Records for the exercise »
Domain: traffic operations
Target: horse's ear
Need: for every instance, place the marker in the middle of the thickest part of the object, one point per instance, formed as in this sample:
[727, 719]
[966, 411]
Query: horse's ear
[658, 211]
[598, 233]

Problem to work on »
Reproduce each of the entries exactly, omitting none.

Expected answer »
Domain: traffic operations
Target: horse's ear
Need: for every instance, place the marker in the middle of the thickest part of the object, one point per instance, formed as in this sample:
[727, 719]
[966, 411]
Query: horse's ear
[658, 211]
[598, 233]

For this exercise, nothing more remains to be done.